= TASK TO CARRY OUT =
Please set down the records exactly, keeping every line.

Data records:

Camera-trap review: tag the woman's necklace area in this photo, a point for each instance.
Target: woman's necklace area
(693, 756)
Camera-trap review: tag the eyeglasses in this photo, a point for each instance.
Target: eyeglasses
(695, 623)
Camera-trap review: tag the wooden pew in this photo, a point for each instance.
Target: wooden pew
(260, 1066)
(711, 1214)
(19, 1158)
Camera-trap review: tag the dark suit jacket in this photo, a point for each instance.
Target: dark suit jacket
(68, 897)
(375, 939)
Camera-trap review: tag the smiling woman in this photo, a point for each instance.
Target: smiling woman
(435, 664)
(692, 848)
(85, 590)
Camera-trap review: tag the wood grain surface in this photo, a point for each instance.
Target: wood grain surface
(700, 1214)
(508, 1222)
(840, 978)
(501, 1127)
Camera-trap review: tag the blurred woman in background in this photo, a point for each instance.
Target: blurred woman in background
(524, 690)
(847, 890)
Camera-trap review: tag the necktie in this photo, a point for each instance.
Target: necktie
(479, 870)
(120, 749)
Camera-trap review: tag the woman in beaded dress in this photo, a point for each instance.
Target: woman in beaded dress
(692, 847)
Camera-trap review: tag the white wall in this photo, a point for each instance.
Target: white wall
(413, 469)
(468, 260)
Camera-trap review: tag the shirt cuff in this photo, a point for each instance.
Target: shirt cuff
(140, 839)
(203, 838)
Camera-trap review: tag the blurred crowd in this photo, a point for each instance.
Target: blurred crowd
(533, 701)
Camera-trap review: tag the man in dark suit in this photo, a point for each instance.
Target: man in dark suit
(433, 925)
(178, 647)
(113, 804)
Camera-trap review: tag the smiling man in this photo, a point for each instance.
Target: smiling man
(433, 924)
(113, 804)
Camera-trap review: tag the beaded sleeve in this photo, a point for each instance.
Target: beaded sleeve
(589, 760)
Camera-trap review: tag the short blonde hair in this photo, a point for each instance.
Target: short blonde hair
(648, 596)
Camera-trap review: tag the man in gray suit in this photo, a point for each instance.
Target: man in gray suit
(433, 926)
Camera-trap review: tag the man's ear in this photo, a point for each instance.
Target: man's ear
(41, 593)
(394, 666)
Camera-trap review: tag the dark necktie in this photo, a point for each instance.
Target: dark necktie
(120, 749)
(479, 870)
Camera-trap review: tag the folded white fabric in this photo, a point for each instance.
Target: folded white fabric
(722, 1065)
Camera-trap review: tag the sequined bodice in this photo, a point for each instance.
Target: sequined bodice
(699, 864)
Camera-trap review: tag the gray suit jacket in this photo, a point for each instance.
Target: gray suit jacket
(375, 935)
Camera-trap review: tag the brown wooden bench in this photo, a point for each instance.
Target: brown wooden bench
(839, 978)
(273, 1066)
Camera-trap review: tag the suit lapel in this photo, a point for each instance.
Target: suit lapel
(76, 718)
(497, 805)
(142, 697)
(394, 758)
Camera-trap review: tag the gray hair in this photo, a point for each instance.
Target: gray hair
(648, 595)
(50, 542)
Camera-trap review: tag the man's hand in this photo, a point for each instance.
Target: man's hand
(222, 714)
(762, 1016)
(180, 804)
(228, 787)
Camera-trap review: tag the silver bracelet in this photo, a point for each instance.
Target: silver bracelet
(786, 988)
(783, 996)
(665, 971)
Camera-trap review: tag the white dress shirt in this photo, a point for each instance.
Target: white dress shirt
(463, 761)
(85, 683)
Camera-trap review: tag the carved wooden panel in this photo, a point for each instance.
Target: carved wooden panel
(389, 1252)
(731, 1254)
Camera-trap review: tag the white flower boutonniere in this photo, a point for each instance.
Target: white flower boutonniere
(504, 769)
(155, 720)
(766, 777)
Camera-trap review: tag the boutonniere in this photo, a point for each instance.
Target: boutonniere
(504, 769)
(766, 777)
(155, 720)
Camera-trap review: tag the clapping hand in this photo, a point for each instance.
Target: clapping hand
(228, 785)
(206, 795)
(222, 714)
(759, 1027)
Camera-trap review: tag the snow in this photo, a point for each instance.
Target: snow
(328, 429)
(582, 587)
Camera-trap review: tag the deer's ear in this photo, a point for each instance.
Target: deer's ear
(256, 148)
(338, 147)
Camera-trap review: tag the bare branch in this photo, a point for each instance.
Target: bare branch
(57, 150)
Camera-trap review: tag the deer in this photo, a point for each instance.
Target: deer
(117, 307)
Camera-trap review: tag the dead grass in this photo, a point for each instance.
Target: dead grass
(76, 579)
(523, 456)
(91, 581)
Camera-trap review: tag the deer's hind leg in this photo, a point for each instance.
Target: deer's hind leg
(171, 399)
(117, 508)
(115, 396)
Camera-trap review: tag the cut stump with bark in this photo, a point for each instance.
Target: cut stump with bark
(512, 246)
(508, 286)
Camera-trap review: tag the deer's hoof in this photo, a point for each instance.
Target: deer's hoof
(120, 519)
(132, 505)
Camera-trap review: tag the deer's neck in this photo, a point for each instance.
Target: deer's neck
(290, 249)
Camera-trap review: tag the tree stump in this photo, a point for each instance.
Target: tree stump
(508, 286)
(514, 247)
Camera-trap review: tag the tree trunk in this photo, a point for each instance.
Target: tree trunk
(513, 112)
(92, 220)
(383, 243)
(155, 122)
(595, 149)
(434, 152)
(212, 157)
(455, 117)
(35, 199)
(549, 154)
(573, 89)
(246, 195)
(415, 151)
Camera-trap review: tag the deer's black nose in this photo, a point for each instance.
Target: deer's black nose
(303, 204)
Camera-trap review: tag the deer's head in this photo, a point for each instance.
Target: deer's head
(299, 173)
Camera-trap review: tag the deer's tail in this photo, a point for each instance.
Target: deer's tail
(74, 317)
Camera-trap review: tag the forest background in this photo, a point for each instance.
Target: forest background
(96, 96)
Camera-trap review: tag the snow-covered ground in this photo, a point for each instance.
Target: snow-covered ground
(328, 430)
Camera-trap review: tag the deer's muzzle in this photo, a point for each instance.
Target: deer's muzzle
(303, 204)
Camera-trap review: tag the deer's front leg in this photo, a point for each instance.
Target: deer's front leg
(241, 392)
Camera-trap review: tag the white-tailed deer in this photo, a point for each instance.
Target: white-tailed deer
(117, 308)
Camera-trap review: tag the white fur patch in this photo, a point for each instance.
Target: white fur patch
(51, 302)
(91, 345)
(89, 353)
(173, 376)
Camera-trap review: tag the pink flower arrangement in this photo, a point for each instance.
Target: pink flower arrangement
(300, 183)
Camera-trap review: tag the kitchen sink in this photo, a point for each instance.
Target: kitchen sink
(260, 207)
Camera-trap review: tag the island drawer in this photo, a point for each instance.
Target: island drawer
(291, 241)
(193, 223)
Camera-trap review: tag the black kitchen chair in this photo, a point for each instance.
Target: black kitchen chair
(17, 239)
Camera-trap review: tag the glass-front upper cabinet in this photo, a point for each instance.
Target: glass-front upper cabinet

= RESPONSE TO THIS TASK =
Camera-trap review: tag the woman's necklace area in this photo, a point for each instance.
Target: woman's necklace area
(693, 756)
Camera-trap review: tag the eyeglasses in this photo, a point for each instance.
Target: eyeglasses
(695, 623)
Camera-trap review: tag the wooden pew in this photo, a point for each instance.
Target: wooden pew
(260, 1066)
(711, 1214)
(19, 1158)
Camera-trap review: tag the dark suit jacket in this photo, a point for each instance.
Target: dark suit jacket
(68, 897)
(375, 939)
Camera-trap review: tag the smiling woman in this photo, a point for each instance.
Target: smiling woman
(435, 664)
(692, 848)
(85, 590)
Camera-trap review: tag the wood grain surface in this photo, a point for each instance.
Target: wood grain surface
(700, 1214)
(508, 1222)
(840, 978)
(501, 1127)
Camera-trap review: tag the blurred woman in background in this photo, a point for each instance.
Target: blurred woman in background
(524, 690)
(847, 890)
Camera-trap review: tag the necktie in this photo, a point for each instance.
Target: necktie
(479, 870)
(120, 749)
Camera-trap review: tag the woman in beaded dress in this photo, a point for each instance.
Target: woman in beaded dress
(692, 847)
Camera-trap review: tag the white wall in this photo, a point for each instance.
Target: white wall
(413, 469)
(468, 260)
Camera-trap review: tag the shirt cuff in this photo, a point for each instance.
Target: shirt cuff
(140, 839)
(203, 838)
Camera-trap review: tag the blurred crowd in this photo, a point for each instance.
Target: blurred crowd
(533, 701)
Camera-trap review: tag the man in dark suit in this photo, a point for each instance.
Target: man in dark suit
(433, 925)
(178, 647)
(113, 804)
Camera-trap review: tag the smiling man in this photo, a point for each instance.
Target: smiling man
(433, 924)
(113, 804)
Camera-trap review: tag the beaded sleeve in this photo, a point for each instance.
Target: beaded sleeve
(589, 760)
Camera-trap review: tag the short blonde hair in this photo, a point for each instance.
Target: short blonde hair
(648, 596)
Camera-trap review: tag the man in gray suit in this photo, a point for each instance.
Target: man in gray suit
(433, 926)
Camera-trap review: tag the man's ear in this photo, a point for each instance.
Target: man's ear
(41, 593)
(394, 666)
Camera-trap review: tag the dark necktie in this photo, a point for each instance.
Target: dark necktie
(120, 749)
(479, 870)
Camera-trap review: tag the folded white fabric in this photo, a point for each instance.
Target: folded white fabric
(722, 1065)
Camera-trap review: tag the sequined bodice in this photo, a point for each instance.
Target: sequined bodice
(699, 864)
Camera-trap review: tag the gray suit jacket in this photo, a point for each instance.
Target: gray suit jacket
(375, 935)
Camera-trap review: tag the brown wooden bench in this photo, a point for each instance.
Target: brown wooden bench
(839, 978)
(273, 1066)
Camera-trap review: tag the suit lapel in this photo, a point for each instance.
Target: suit lapel
(76, 718)
(497, 805)
(142, 697)
(394, 758)
Camera-trap review: tag the gray hair in this photo, a point for each instance.
Target: gray hair
(648, 595)
(50, 542)
Camera-trap review: tag the man's hand in this photo, a point for each instance.
Target: man's hand
(222, 714)
(762, 1016)
(180, 804)
(228, 787)
Camera-trap review: tag the silver bracelet in this photo, a point for each instance.
Target: silver bracelet
(786, 988)
(783, 996)
(665, 971)
Camera-trap review: tag the white dress shirt in this photo, a point for each instance.
Target: white dress shirt
(463, 761)
(85, 683)
Camera-trap review: tag the carved wooden panel in this photo, a point for each instance.
Target: carved wooden panel
(389, 1252)
(731, 1254)
Camera-trap review: tag the white flower boutonniere in this photo, a point for each instance.
Target: white flower boutonniere
(504, 769)
(155, 720)
(766, 777)
Camera-trap review: tag the boutonniere in this photo, a point for each instance.
Target: boutonniere
(504, 769)
(766, 777)
(155, 720)
Camera-trap review: tag the clapping hand in this photo, a point for each instance.
Target: clapping hand
(228, 785)
(206, 795)
(222, 714)
(759, 1027)
Camera-trap review: tag the snow in this photo, a point for each instance.
Target: snow
(328, 429)
(582, 587)
Camera-trap review: tag the deer's ear in this photo, a point for each instance.
Target: deer's ear
(256, 148)
(338, 147)
Camera-trap review: tag the bare branch in this photo, a point for each instance.
Target: bare branch
(57, 150)
Camera-trap review: tag the deer in this photo, a point for each instance.
Target: deer
(117, 307)
Camera-trap review: tag the dead grass in this photo, a point for each instance.
Target: dead grass
(76, 579)
(523, 456)
(91, 581)
Camera-trap review: tag the deer's hind leg in this photo, a point for each instance.
Target: deer's hind leg
(171, 399)
(117, 508)
(115, 396)
Camera-trap review: tag the cut stump with bark in this photo, a point for each instance.
Target: cut stump with bark
(512, 246)
(508, 286)
Camera-trap review: tag the deer's hoof in this photo, a point for each instance.
Target: deer's hoof
(120, 519)
(132, 505)
Camera-trap review: tag the deer's neck in this photo, a point for each instance.
Target: deer's neck
(290, 249)
Camera-trap review: tag the tree stump in this photo, a point for each instance.
Target: tree stump
(508, 286)
(514, 247)
Camera-trap review: tag the tree trunk in this photo, a point for each instance.
Target: tree trunk
(513, 112)
(92, 220)
(383, 243)
(155, 122)
(595, 149)
(434, 152)
(212, 157)
(455, 117)
(35, 199)
(549, 154)
(573, 89)
(246, 195)
(415, 151)
Camera-trap review: tag the deer's black nose in this photo, a point for each instance.
Target: deer's black nose
(303, 204)
Camera-trap review: tag the deer's head in this photo, a point for each instance.
Target: deer's head
(299, 173)
Camera-trap review: tag the deer's tail in this photo, a point for each instance.
Target: deer's tail
(74, 317)
Camera-trap review: tag the forest background in this photo, a point for each instance.
Target: forest background
(96, 96)
Camera-trap review: tag the snow-covered ground in this photo, a point for each instance.
Target: snow-covered ground
(328, 430)
Camera-trap review: tag the deer's muzzle in this photo, a point for each instance.
Target: deer's muzzle
(303, 204)
Camera-trap review: tag the deer's front leg in this photo, a point for each instance.
Target: deer's front leg
(241, 392)
Camera-trap review: tag the white-tailed deer in this photo, a point for each instance.
Target: white-tailed deer
(117, 308)
Camera-trap review: tag the white fur patch in this photo, a point for each instance.
Target: white fur patch
(51, 302)
(91, 345)
(89, 353)
(173, 376)
Camera-trap review: tag the pink flower arrangement in this photo, a point for each instance.
Target: pink flower arrangement
(300, 183)
Camera-trap review: tag the kitchen sink in this photo, a point for each instance.
Target: kitchen sink
(260, 207)
Camera-trap review: tag the island drawer in this photo, a point for each instance.
Target: island drawer
(291, 241)
(193, 223)
Camera-trap review: tag the black kitchen chair in this photo, a point for each instance.
Target: black kitchen chair
(17, 239)
Camera-trap review: tag the glass-front upper cabinet in this photo, a point for each instance.
Target: glass-front upper cabinet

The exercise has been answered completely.